# Domain während Umzug umleiten



## Frezl (22. Juli 2014)

Hallo allerseits,

ich habe für ein Webprojekt den Hoster gewechselt, allerding steht der Umzug der Domain noch aus. Bisher liegt die Seite noch beim alten Hoster unter meinedomain.tld. Beim neuen Hoster habe ich eine temporäre domain meinedomain.kundennummer.tld erhalten, unter der meine Seite zu erreichen ist, solange die Domain nicht umgezogen wurde.

Ich habe die Seite jetzt zum neuen Hoster umgezogen und würde Änderungen gerne dort weiterpflegen, da ich nicht weiß, wann der Umzug durchgeführt bzw. mein Nutzerkonto beim alte Hoster gesperrt wird, womit meine Änderungen ja auch futsch wären. Der Hoster hat keinen besonders guten Ruf in dieser Hinsicht 

Generell könnte ich die Domain permanent auf die temporäre Domain umleiten, z. B. so wie hier beschrieben: http://jweiland.net/typo3-hosting/anleitungen/htaccess-konfigurieren/domains-umleiten.html

Damit würde ich den Suchmaschinen aber mitteilen, dass die neue Domain meiner Seite meinedomain.kundennummer.tld ist, sehe ich das richtig? Das ist ja eigentlich nicht, was passieren soll.

Aufgabenstellung - Führen Sie den Forumsbeitrag über die Domain-Umleitung beim Hosterwechsel im Anschluss an seinen letzten Satz fort.

Bereitgestelltes Material -
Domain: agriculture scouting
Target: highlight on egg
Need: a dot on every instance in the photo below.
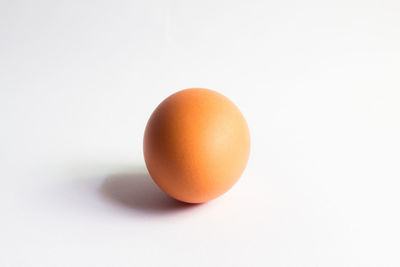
(196, 145)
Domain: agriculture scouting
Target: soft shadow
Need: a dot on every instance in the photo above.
(137, 191)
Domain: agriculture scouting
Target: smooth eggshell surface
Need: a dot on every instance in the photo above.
(196, 145)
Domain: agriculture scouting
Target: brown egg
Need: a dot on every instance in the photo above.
(196, 145)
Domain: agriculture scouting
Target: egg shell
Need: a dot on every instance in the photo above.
(196, 145)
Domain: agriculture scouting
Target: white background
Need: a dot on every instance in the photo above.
(318, 82)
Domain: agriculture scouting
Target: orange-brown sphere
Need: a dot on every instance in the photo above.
(196, 145)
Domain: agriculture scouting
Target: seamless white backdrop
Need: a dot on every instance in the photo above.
(318, 82)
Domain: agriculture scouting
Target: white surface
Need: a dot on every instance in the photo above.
(318, 82)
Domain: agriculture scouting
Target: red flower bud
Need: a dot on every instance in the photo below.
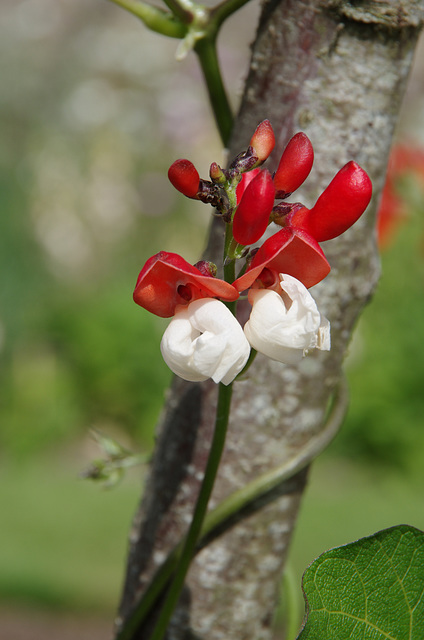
(295, 164)
(184, 177)
(252, 214)
(338, 207)
(263, 140)
(290, 251)
(246, 179)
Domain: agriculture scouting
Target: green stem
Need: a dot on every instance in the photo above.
(188, 551)
(219, 519)
(154, 18)
(206, 52)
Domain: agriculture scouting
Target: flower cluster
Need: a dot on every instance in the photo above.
(204, 339)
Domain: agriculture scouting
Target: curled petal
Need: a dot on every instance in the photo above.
(290, 251)
(295, 164)
(168, 280)
(338, 207)
(252, 214)
(284, 325)
(205, 340)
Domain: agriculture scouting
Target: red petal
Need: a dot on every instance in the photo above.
(339, 206)
(162, 276)
(295, 164)
(290, 251)
(252, 215)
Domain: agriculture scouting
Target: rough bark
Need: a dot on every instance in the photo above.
(336, 70)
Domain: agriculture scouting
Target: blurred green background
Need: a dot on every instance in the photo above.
(93, 110)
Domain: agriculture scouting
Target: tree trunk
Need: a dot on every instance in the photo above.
(337, 71)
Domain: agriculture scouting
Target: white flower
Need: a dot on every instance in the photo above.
(283, 326)
(204, 340)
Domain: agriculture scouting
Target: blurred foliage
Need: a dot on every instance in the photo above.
(385, 422)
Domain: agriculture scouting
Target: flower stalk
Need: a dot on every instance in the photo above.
(189, 548)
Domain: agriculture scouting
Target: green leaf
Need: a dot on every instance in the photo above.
(371, 589)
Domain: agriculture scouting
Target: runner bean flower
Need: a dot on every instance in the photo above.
(204, 339)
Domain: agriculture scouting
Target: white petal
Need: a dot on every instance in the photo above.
(283, 326)
(204, 340)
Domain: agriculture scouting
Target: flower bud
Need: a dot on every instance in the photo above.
(184, 177)
(295, 164)
(263, 141)
(338, 207)
(252, 214)
(217, 174)
(205, 340)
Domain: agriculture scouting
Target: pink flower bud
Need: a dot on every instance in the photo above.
(338, 207)
(295, 164)
(252, 214)
(184, 177)
(263, 140)
(246, 179)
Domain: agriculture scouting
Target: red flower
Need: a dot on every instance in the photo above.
(338, 207)
(167, 280)
(252, 214)
(290, 251)
(184, 177)
(295, 165)
(263, 140)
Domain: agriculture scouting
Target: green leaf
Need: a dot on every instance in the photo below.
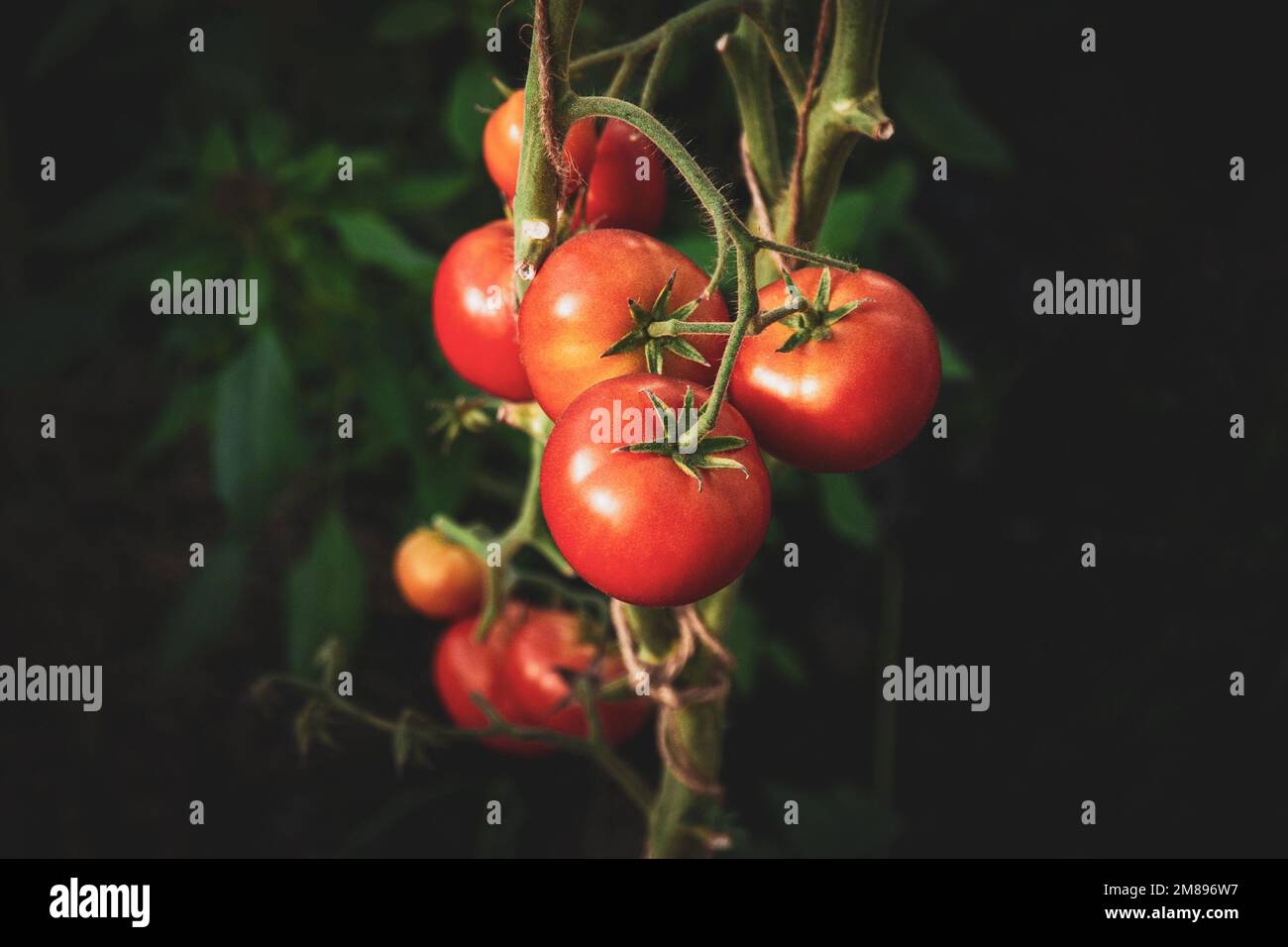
(209, 607)
(463, 121)
(268, 137)
(756, 650)
(256, 440)
(218, 153)
(848, 510)
(861, 217)
(931, 107)
(954, 368)
(325, 595)
(413, 21)
(188, 406)
(372, 239)
(71, 31)
(429, 191)
(112, 214)
(313, 170)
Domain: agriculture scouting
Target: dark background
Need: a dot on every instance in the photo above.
(1108, 684)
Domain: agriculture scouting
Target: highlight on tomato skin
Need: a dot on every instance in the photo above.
(475, 316)
(579, 307)
(849, 401)
(636, 526)
(437, 578)
(502, 142)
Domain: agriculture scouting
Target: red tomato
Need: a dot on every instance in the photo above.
(437, 578)
(578, 307)
(463, 668)
(617, 196)
(849, 401)
(550, 642)
(635, 526)
(475, 317)
(502, 140)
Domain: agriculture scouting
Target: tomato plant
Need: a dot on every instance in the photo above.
(437, 578)
(475, 313)
(649, 484)
(597, 294)
(845, 384)
(502, 142)
(652, 528)
(627, 184)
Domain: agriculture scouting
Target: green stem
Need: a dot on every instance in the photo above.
(743, 55)
(848, 107)
(523, 528)
(653, 81)
(747, 308)
(665, 329)
(578, 107)
(771, 24)
(678, 826)
(536, 201)
(679, 24)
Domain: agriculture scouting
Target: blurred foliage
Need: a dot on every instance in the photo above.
(235, 172)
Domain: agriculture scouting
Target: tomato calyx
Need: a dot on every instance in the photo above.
(655, 347)
(691, 457)
(814, 322)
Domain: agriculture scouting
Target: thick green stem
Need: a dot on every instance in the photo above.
(653, 81)
(536, 201)
(679, 825)
(523, 530)
(578, 107)
(651, 40)
(746, 60)
(848, 107)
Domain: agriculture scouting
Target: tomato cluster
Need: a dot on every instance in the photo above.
(601, 342)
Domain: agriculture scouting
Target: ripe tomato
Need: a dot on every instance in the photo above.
(463, 668)
(502, 140)
(636, 526)
(578, 307)
(851, 399)
(550, 642)
(475, 317)
(617, 196)
(437, 578)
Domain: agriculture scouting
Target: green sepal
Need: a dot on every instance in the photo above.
(686, 351)
(653, 356)
(795, 341)
(715, 444)
(627, 343)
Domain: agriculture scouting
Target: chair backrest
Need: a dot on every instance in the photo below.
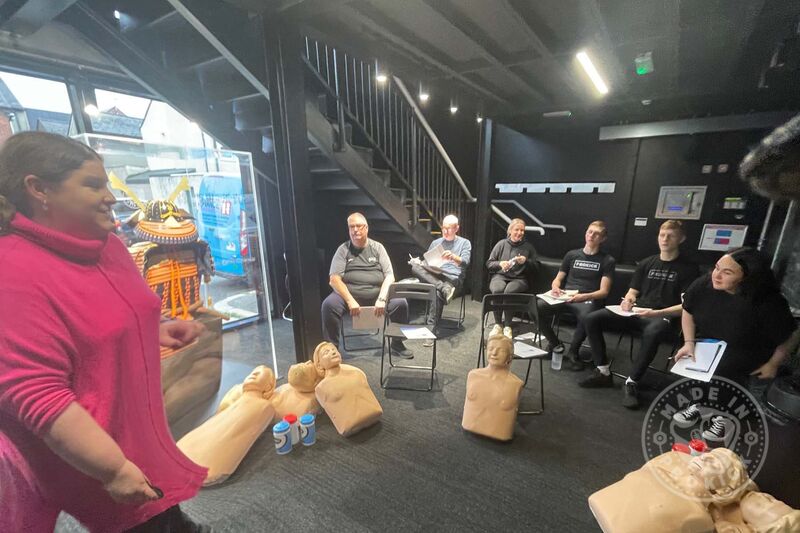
(412, 291)
(512, 302)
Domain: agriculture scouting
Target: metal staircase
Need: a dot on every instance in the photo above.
(370, 148)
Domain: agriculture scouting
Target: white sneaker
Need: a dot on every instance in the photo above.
(688, 417)
(719, 429)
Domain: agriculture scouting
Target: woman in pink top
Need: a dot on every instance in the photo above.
(82, 424)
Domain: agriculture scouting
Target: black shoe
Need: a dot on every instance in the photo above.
(597, 380)
(399, 349)
(572, 363)
(630, 395)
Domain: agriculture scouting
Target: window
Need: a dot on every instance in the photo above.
(29, 103)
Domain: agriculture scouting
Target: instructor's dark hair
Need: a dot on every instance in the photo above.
(51, 158)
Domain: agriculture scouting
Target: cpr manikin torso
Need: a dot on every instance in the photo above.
(672, 492)
(344, 392)
(223, 440)
(297, 397)
(490, 408)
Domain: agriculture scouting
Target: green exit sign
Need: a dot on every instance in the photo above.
(644, 63)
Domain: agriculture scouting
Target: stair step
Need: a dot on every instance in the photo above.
(335, 182)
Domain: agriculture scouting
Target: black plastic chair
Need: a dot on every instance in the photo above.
(525, 305)
(410, 291)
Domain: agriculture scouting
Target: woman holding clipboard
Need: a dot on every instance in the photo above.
(738, 302)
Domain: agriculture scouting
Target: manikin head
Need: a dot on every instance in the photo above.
(450, 227)
(670, 236)
(760, 509)
(516, 230)
(303, 376)
(261, 380)
(359, 229)
(326, 356)
(57, 182)
(499, 351)
(595, 234)
(723, 475)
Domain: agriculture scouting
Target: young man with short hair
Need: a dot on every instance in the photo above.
(656, 286)
(588, 270)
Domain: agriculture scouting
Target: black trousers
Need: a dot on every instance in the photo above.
(334, 307)
(654, 330)
(500, 284)
(173, 520)
(579, 310)
(441, 282)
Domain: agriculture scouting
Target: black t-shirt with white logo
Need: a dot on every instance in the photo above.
(584, 272)
(660, 283)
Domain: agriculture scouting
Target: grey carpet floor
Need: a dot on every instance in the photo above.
(417, 470)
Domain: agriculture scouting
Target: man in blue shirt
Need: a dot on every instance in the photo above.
(450, 277)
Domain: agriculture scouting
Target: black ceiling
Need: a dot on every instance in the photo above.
(516, 58)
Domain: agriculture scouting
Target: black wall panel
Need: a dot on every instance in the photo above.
(639, 167)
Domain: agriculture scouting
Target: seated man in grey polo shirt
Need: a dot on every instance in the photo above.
(361, 274)
(456, 254)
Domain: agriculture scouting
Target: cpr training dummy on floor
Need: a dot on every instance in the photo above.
(223, 440)
(678, 492)
(490, 408)
(344, 392)
(297, 397)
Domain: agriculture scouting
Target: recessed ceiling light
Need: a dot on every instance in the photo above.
(591, 71)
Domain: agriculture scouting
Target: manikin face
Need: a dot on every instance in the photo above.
(498, 354)
(329, 357)
(359, 230)
(303, 376)
(449, 231)
(727, 275)
(669, 240)
(261, 379)
(517, 232)
(594, 236)
(761, 509)
(81, 204)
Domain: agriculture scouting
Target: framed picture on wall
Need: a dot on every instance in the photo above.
(681, 202)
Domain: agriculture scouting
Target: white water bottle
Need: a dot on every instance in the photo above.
(555, 362)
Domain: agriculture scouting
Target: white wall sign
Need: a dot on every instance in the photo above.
(589, 188)
(722, 237)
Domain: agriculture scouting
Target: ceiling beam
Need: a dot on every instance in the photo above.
(470, 32)
(33, 14)
(537, 44)
(378, 23)
(303, 9)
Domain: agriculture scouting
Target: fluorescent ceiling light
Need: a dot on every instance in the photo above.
(558, 114)
(588, 66)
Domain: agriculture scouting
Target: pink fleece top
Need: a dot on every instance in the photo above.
(78, 323)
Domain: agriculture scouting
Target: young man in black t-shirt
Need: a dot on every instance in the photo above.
(590, 272)
(656, 288)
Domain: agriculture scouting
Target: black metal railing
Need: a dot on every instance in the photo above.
(388, 119)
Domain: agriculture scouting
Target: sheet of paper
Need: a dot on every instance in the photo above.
(555, 300)
(526, 351)
(434, 257)
(366, 319)
(707, 355)
(417, 332)
(618, 310)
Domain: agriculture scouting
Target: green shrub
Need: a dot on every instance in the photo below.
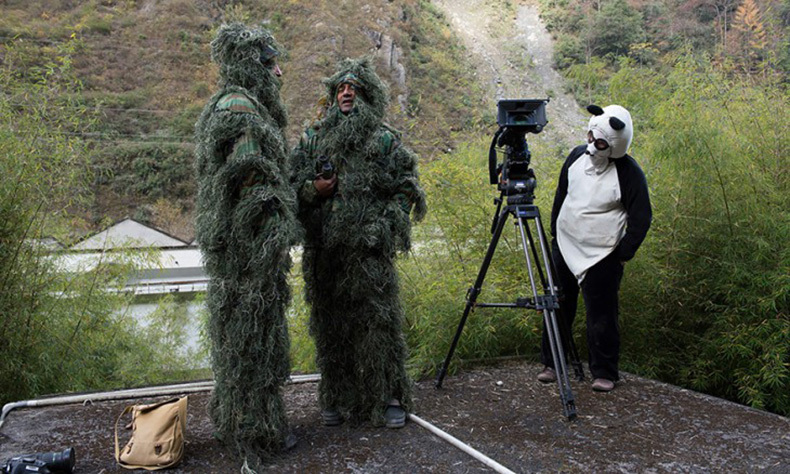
(713, 287)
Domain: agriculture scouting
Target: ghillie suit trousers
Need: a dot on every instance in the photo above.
(244, 227)
(351, 240)
(356, 322)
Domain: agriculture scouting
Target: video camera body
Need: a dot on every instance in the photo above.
(516, 118)
(41, 463)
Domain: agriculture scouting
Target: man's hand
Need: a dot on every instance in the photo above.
(325, 187)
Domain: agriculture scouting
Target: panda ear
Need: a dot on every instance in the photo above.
(595, 110)
(616, 123)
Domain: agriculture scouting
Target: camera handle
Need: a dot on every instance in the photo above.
(547, 302)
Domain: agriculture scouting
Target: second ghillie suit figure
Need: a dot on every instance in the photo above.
(245, 223)
(354, 225)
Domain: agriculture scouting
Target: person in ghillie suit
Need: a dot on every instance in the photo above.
(356, 187)
(245, 225)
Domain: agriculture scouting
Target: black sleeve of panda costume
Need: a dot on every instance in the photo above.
(562, 186)
(635, 199)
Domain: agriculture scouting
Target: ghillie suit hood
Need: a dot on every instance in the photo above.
(370, 159)
(351, 239)
(245, 226)
(242, 54)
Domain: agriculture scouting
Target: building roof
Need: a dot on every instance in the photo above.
(128, 233)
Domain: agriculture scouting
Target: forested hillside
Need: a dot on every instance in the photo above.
(144, 74)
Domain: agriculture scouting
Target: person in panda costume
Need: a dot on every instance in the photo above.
(601, 215)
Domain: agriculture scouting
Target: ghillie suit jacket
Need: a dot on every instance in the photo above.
(351, 240)
(245, 226)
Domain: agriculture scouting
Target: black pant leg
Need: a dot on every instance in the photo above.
(600, 289)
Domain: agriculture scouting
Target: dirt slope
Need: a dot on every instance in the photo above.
(514, 59)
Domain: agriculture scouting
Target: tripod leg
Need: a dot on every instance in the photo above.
(471, 298)
(548, 304)
(565, 331)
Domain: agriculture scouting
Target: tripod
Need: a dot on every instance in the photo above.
(521, 207)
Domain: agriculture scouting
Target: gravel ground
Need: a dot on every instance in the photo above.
(503, 412)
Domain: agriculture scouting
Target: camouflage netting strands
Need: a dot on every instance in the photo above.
(350, 242)
(245, 226)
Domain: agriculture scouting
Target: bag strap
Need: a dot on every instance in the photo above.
(117, 449)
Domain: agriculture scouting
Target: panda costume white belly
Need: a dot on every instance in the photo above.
(592, 219)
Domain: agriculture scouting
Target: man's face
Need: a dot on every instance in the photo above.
(345, 97)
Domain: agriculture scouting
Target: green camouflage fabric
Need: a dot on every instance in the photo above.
(245, 226)
(350, 242)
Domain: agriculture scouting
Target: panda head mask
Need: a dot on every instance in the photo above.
(609, 133)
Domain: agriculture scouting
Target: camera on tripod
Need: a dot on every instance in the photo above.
(516, 118)
(41, 463)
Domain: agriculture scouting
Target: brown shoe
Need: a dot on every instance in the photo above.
(603, 385)
(547, 376)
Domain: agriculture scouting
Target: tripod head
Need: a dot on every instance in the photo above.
(513, 177)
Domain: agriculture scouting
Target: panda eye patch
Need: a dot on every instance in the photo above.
(599, 143)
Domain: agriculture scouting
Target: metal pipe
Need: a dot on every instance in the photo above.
(190, 387)
(461, 445)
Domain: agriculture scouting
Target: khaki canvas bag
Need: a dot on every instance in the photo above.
(157, 438)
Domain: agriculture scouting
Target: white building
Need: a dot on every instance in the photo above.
(177, 268)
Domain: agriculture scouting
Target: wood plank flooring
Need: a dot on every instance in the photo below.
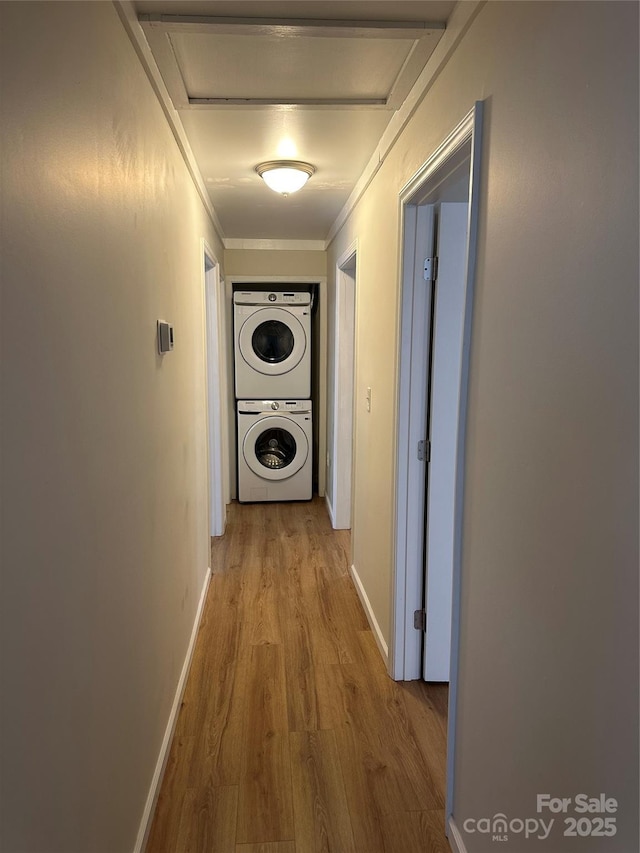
(291, 737)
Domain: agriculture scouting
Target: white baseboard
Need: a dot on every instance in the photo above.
(371, 617)
(330, 510)
(455, 839)
(154, 790)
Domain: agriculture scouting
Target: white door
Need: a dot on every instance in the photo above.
(444, 418)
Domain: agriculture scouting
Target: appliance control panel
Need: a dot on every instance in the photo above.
(255, 406)
(276, 297)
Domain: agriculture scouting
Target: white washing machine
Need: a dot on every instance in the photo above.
(275, 450)
(272, 333)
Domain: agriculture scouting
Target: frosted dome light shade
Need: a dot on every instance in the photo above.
(285, 176)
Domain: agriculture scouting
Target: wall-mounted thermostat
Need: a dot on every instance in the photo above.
(165, 337)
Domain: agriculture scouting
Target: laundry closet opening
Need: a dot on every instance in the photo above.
(278, 388)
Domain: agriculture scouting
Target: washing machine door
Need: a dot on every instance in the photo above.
(272, 341)
(275, 447)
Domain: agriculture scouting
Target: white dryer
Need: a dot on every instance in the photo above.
(275, 450)
(272, 333)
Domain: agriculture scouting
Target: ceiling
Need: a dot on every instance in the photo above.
(304, 80)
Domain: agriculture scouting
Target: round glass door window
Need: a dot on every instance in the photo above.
(272, 341)
(275, 448)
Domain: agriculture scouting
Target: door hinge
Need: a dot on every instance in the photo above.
(430, 269)
(424, 451)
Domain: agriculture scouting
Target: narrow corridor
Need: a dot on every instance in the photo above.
(291, 737)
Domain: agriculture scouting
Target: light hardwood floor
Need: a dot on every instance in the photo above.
(291, 737)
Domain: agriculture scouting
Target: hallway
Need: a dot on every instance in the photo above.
(291, 737)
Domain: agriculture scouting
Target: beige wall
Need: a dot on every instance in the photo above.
(275, 262)
(105, 534)
(548, 682)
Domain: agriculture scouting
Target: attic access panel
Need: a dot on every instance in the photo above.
(209, 62)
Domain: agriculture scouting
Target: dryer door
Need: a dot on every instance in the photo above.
(272, 341)
(275, 447)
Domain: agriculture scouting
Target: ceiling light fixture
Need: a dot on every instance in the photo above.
(285, 176)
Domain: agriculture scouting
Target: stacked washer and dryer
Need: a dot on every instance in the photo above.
(272, 334)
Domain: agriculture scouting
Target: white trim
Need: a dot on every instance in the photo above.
(276, 279)
(344, 411)
(371, 617)
(129, 17)
(286, 245)
(215, 387)
(327, 501)
(461, 19)
(154, 790)
(454, 836)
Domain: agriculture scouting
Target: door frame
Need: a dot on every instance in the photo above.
(215, 350)
(344, 361)
(321, 392)
(408, 572)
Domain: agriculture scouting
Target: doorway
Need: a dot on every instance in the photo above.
(216, 352)
(432, 403)
(340, 442)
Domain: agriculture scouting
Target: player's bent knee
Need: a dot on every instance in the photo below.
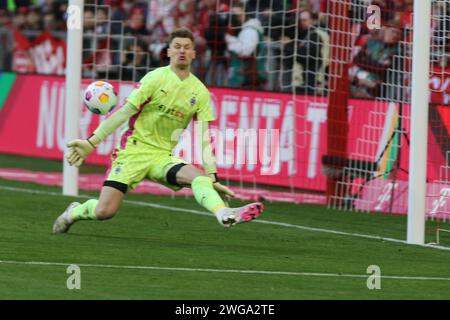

Antwort -
Wie muss ich die Umleitung einrichten, damit die Suchmaschinen weiter meinedomain.tld im Index behalten? Reicht es, wenn ich den Statuscode in 302 (temporary) ändere?

Viele Grüße
Frezl


----------



## Sprint (22. Juli 2014)

Hi,

Im Moment sehe ich da kein großes Problem. Du brauchst von deinem alten Provider nur der AuthCode für den Domaintransfer. Den müssen sie dir geben bzw. bei vielen kannst du den auch selbst auslesen. Wenn du den dann an deinen neuen Provider weiterleitest, sollte der Umzug innerhalb eines Tages oder sogar noch kürzer erledigt sein. Dann ist die alte Verbindung weg und die neue da. Die paar Stunden solltest du einfach abwarten, bevor du weiter machst. Ich habe noch nie erlebt, daß das länger als ein paar Stunden dauert.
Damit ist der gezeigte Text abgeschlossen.